ОТРЫВОК ТЕКСТА —
+ + + + +

Рассказывая о своём послевоенном иссиня-чёрном детстве, вспоминаешь с негодованием: «После войны в голодовку 46–47 годов, чтоб как-то прокормиться, моя интеллигентная красивая мама стала «на выезд» преподавать музыку» (с.356). Это, конечно, возмутительно: интеллигентка, а вместе с народом ей голодно. Это ни на что не похоже: красивая, а вынуждена работать да ещё «на выезд». Но, между прочим, в той стране, где я теперь живу, и сейчас есть интеллигентные красивые дамы, работающие именно так. Однако, горькая судьба твоей мамы имеет объяснение: как я понял из рассказа, красивая мама родила тебе братца не от твоего некрасивого папы, а от какого-то красивого женатого дяди, папа шибко осерчал и ушел. Я не осуждаю ни её, ни его, но что красивой маме оставалось делать, как не идти работать?

+ + + + +

ВЫДЕРЖКА ИЗ ДАННЫХ —
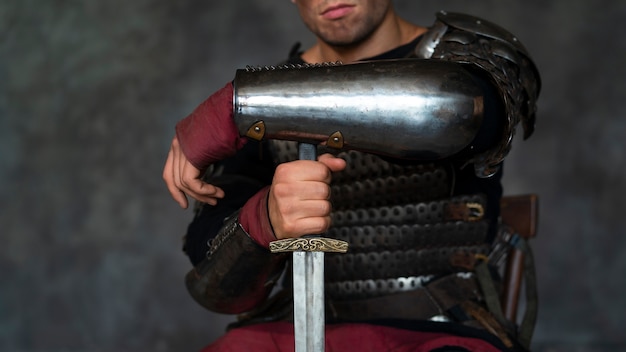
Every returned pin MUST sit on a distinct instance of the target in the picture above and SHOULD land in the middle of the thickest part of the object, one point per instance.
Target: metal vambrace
(405, 108)
(237, 273)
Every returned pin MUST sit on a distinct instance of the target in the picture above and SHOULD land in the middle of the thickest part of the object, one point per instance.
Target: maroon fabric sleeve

+ + + + +

ЦЕЛЬ ЗАДАНИЯ — Выведите целиком, слово в слово, отрывок о послевоенном детстве и маме, которая стала давать уроки музыки. Пункты здесь ни при чём.

ПОЛЕ ОТВЕТА —
Рассказывая о своём послевоенном иссиня-чёрном детстве, вспоминаешь с негодованием: «После войны в голодовку 46–47 годов, чтоб как-то прокормиться, моя интеллигентная красивая мама стала «на выезд» преподавать музыку» (с.356). Это, конечно, возмутительно: интеллигентка, а вместе с народом ей голодно. Это ни на что не похоже: красивая, а вынуждена работать да ещё «на выезд». Но, между прочим, в той стране, где я теперь живу, и сейчас есть интеллигентные красивые дамы, работающие именно так. Однако, горькая судьба твоей мамы имеет объяснение: как я понял из рассказа, красивая мама родила тебе братца не от твоего некрасивого папы, а от какого-то красивого женатого дяди, папа шибко осерчал и ушел. Я не осуждаю ни её, ни его, но что красивой маме оставалось делать, как не идти работать?